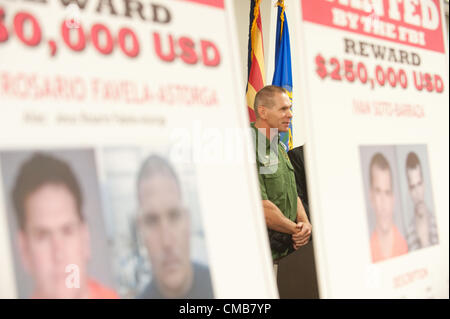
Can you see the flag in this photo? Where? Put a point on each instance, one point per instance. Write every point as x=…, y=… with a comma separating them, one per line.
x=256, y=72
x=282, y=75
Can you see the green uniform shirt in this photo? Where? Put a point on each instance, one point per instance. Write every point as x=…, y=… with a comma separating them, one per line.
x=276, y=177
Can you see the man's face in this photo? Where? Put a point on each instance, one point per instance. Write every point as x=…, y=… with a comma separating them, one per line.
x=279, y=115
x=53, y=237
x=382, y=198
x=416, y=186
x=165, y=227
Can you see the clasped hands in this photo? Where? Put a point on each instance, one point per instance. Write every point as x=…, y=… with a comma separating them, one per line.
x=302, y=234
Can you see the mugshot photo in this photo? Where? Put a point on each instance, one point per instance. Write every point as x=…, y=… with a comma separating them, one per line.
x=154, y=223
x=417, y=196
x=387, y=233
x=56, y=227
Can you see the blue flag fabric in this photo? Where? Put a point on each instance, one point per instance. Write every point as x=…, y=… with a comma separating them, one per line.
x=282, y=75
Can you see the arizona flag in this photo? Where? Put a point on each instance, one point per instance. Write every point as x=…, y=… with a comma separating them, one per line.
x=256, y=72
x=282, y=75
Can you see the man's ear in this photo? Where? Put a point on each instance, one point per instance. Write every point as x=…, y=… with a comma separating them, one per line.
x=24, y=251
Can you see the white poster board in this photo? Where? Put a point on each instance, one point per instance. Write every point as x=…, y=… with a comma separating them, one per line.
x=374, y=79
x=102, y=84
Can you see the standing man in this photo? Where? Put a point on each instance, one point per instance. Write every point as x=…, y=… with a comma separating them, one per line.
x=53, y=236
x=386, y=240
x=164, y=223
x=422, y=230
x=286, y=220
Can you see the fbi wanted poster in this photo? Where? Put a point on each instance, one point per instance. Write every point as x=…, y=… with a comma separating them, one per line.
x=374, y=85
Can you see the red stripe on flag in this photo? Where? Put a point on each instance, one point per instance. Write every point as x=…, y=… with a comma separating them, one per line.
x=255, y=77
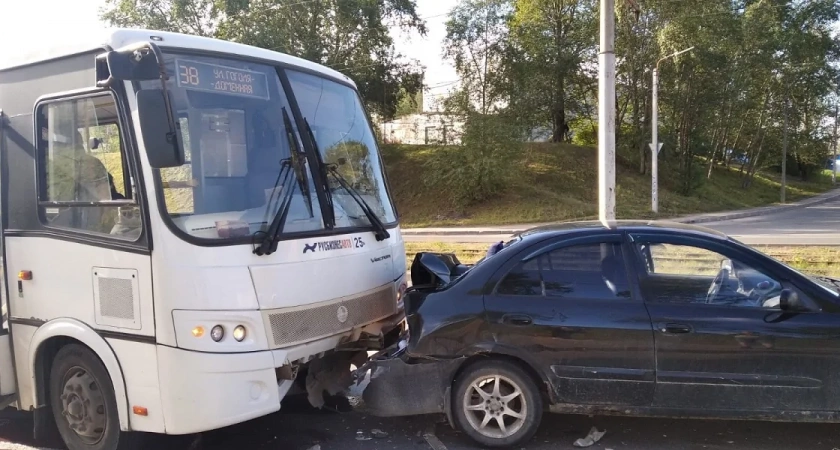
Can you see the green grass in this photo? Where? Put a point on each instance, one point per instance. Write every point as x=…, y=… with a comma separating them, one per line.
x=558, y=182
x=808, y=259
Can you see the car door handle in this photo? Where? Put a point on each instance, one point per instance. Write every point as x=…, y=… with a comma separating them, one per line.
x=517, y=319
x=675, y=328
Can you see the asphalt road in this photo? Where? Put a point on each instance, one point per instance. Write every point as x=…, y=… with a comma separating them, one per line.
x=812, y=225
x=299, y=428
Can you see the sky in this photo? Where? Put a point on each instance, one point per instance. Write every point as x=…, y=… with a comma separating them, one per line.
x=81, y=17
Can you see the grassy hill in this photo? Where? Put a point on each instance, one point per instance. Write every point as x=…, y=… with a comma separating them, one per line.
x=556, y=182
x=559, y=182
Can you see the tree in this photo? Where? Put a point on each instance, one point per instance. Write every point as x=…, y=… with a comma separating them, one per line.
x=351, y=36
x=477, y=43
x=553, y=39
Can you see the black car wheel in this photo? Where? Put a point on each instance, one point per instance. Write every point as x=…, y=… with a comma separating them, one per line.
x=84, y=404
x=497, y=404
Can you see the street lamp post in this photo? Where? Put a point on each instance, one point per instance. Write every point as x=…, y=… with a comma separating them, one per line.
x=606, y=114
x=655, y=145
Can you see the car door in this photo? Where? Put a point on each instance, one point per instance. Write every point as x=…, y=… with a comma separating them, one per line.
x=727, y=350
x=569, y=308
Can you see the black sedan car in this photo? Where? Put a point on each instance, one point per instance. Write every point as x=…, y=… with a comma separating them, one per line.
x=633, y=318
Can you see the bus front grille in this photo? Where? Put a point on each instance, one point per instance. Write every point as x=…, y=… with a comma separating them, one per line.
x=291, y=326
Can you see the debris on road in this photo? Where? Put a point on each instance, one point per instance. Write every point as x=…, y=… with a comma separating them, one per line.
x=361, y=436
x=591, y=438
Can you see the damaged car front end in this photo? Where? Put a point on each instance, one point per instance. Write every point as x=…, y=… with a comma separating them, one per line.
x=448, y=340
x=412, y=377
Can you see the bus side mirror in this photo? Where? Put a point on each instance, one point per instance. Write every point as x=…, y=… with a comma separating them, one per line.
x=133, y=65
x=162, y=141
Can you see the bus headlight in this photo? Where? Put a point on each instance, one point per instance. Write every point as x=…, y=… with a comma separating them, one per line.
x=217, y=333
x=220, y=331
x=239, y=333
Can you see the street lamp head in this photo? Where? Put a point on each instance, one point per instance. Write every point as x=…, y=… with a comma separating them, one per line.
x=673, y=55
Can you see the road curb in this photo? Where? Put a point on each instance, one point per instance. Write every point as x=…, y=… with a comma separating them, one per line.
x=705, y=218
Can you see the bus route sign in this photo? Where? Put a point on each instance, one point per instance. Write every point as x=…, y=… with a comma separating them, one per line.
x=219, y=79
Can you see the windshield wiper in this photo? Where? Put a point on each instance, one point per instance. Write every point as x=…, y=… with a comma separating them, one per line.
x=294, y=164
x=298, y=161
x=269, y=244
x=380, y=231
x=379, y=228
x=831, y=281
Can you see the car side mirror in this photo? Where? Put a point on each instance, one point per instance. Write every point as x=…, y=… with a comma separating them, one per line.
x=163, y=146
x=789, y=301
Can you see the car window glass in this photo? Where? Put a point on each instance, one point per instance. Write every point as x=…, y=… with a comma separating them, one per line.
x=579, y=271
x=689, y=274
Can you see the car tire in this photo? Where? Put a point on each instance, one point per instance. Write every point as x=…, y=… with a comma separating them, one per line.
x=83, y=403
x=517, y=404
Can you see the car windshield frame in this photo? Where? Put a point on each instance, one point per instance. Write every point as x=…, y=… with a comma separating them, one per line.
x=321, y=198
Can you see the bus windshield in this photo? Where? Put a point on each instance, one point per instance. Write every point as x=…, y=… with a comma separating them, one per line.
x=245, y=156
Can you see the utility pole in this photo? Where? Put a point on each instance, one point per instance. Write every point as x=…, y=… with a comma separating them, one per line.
────────────────────────────────────────
* The exercise
Copy out everything from the line that contains "Can you see the damaged" down to the line that contains "x=219, y=79", both of those included, with no changes.

* Response
Can you see the damaged car front end in this photo? Where? Put a point on each instance, one point per instance. Write every point as x=…, y=… with a comma separating them, one per line.
x=448, y=340
x=412, y=377
Can you see the bus side mirror in this photo? Where? Put a point on each instance, one point per instance. Write every point as x=…, y=… with a comma separating them, one per line.
x=133, y=65
x=162, y=141
Can you see the bus headlight in this photo? Where? Put a point on each instance, one point per instance. Write every point as x=…, y=… with a comma separating them, one per line.
x=217, y=333
x=220, y=331
x=239, y=333
Can you see the street lamp head in this photo? Where? Put a point on each instance, one point per instance. Write every point as x=…, y=… with a comma separating them, one per line.
x=673, y=55
Can you see the road curb in this photo? Where? Put a point on each instance, one point per instance. Write every point as x=…, y=… with a comma separating them, one per line.
x=705, y=218
Can you see the bus route sign in this photo? Where? Put a point on each instance, one point per instance. Write every point as x=…, y=… with a comma separating them, one per line.
x=219, y=79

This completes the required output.